Petunjuk Latihan: Tolong lanjutkan tulisan di bawah tentang TNI sebagai penjaga kedaulatan NKRI, mulai setelah kalimat terakhir yang tertera.

Teks Kutipan:
TNI Benteng Penjaga Kedaulatan NKRI: Antara Tugas Konstitusional dan Tantangan di Papua

TROBOS.CO | Tidak ada bangsa yang berdaulat tanpa militer yang kuat. Sejak berdirinya Republik Indonesia, Tentara Nasional Indonesia (TNI) menjadi penjaga utama kedaulatan negara — garda terdepan yang memastikan merah putih tetap berkibar dari Sabang sampai Merauke, dari Miangas hingga Pulau Rote.

Dalam setiap masa genting, TNI selalu hadir. Dari penumpasan pemberontakan di masa awal kemerdekaan hingga menjaga keutuhan wilayah di tengah ancaman separatisme modern. TNI bukan sekadar pasukan bersenjata, melainkan roh kedaulatan itu sendiri — pengawal eksistensi negara di hadapan dunia.

Di tengah pengorbanan para prajurit, muncul pihak-pihak yang meminta agar langkah TNI dibatasi. Salah satunya adalah Komnas HAM yang beberapa kali menyerukan penarikan pasukan TNI dari Papua — wilayah yang hingga kini masih bergejolak akibat aksi kelompok separatis bersenjata (KKB).

Papua bukan wilayah biasa. Di sana, negara menghadapi ancaman nyata dari kelompok separatis bersenjata yang kerap menyerang aparat, warga sipil, tenaga kesehatan, dan guru. Banyak di antara korban gugur tanpa sempat disebutkan namanya di layar televisi.

Lalu, bagaimana mungkin pasukan TNI ditarik dari wilayah seperti itu? Bukankah itu sama saja membiarkan rakyat hidup tanpa perlindungan negara?

Permintaan agar TNI mundur dari Papua tidak hanya tidak realistis, tetapi juga berpotensi melemahkan kedaulatan nasional. Kehadiran TNI di Papua adalah simbol kehadiran negara — bukan kekerasan, melainkan perlindungan.

Konstitusi sudah sangat jelas.

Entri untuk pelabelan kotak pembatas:
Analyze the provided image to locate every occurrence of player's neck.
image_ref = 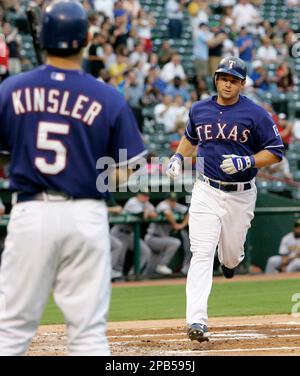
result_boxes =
[216,95,240,106]
[46,55,81,70]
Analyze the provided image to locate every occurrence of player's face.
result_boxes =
[216,73,245,102]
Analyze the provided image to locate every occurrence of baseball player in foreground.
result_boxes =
[0,0,144,355]
[167,57,284,342]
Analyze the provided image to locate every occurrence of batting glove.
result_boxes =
[220,154,255,175]
[166,153,183,179]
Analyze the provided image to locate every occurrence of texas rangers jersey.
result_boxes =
[0,65,145,198]
[185,95,284,182]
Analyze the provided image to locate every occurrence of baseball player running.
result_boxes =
[167,57,283,342]
[0,0,144,355]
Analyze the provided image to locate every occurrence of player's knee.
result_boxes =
[191,246,215,261]
[170,238,181,251]
[220,255,244,269]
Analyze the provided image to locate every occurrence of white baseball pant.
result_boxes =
[186,181,257,325]
[0,200,111,355]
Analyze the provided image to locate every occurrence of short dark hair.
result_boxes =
[46,47,82,57]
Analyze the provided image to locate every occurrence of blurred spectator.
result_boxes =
[143,52,160,77]
[88,33,105,78]
[111,190,157,275]
[272,37,288,63]
[283,29,298,58]
[260,156,293,181]
[275,61,294,93]
[93,0,115,19]
[107,204,127,281]
[154,95,188,133]
[256,19,274,38]
[170,119,186,154]
[269,18,291,39]
[141,76,161,107]
[145,193,190,275]
[265,219,300,274]
[0,34,9,82]
[195,78,209,100]
[160,52,186,83]
[236,26,255,74]
[165,76,190,102]
[135,8,155,54]
[165,0,184,39]
[0,198,5,217]
[2,22,22,74]
[129,40,148,66]
[187,0,211,39]
[110,9,129,50]
[194,22,211,79]
[208,21,228,75]
[123,0,141,18]
[232,0,260,29]
[103,43,116,70]
[277,113,293,149]
[146,66,167,94]
[108,53,129,85]
[124,69,144,131]
[158,40,175,67]
[293,119,300,143]
[250,60,277,94]
[256,36,277,64]
[285,0,300,8]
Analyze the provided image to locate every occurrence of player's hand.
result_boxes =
[166,153,183,179]
[220,154,255,175]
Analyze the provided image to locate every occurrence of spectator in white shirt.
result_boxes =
[129,41,148,66]
[94,0,115,19]
[232,0,260,29]
[256,36,278,64]
[160,52,186,83]
[265,219,300,274]
[0,198,5,217]
[165,0,184,39]
[154,95,188,133]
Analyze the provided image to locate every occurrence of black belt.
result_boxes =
[202,177,251,192]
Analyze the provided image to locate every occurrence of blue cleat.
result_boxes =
[187,323,210,342]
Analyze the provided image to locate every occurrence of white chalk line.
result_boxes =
[111,334,300,346]
[111,321,300,332]
[164,346,300,356]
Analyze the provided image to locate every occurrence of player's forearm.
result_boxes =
[176,136,196,157]
[253,150,281,168]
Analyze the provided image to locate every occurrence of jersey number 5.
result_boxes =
[34,121,70,175]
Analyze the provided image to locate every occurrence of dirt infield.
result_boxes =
[28,315,300,356]
[28,273,300,356]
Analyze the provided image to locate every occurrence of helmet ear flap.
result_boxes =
[213,73,219,91]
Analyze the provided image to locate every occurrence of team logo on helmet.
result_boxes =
[228,60,236,69]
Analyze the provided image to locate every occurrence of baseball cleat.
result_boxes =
[187,323,210,342]
[221,265,234,279]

Hasil Latihan:
Pasal 30 ayat (3) UUD 1945 menegaskan: “TNI bertugas mempertahankan, melindungi, dan memelihara keutuhan dan kedaulatan negara.”

Penugasan TNI di Papua bukan kebijakan politik semata, melainkan amanat konstitusi.
Presiden Republik Indonesia, Prabowo Subianto, pernah menegaskan:

“Keselamatan suatu bangsa harus dijamin oleh pertahanannya sendiri. Sejarah mengajarkan bahwa bangsa yang tidak mau berinvestasi terhadap pertahanannya, biasanya kehilangan kemerdekaan dan menjadi bangsa budak.”

Kedaulatan tidak bisa dinegosiasikan. Negara yang ragu mempertahankan dirinya akan kehilangan kehormatan dan dikendalikan oleh kepentingan asing.

Komnas HAM berperan penting dalam menjaga nilai kemanusiaan. Namun, hak asasi manusia tidak akan tegak tanpa keamanan nasional.
Ketika Komnas HAM menyerukan penarikan pasukan tanpa mempertimbangkan realitas lapangan, hal itu justru menciptakan ruang aman bagi kelompok separatis memperluas pengaruhnya.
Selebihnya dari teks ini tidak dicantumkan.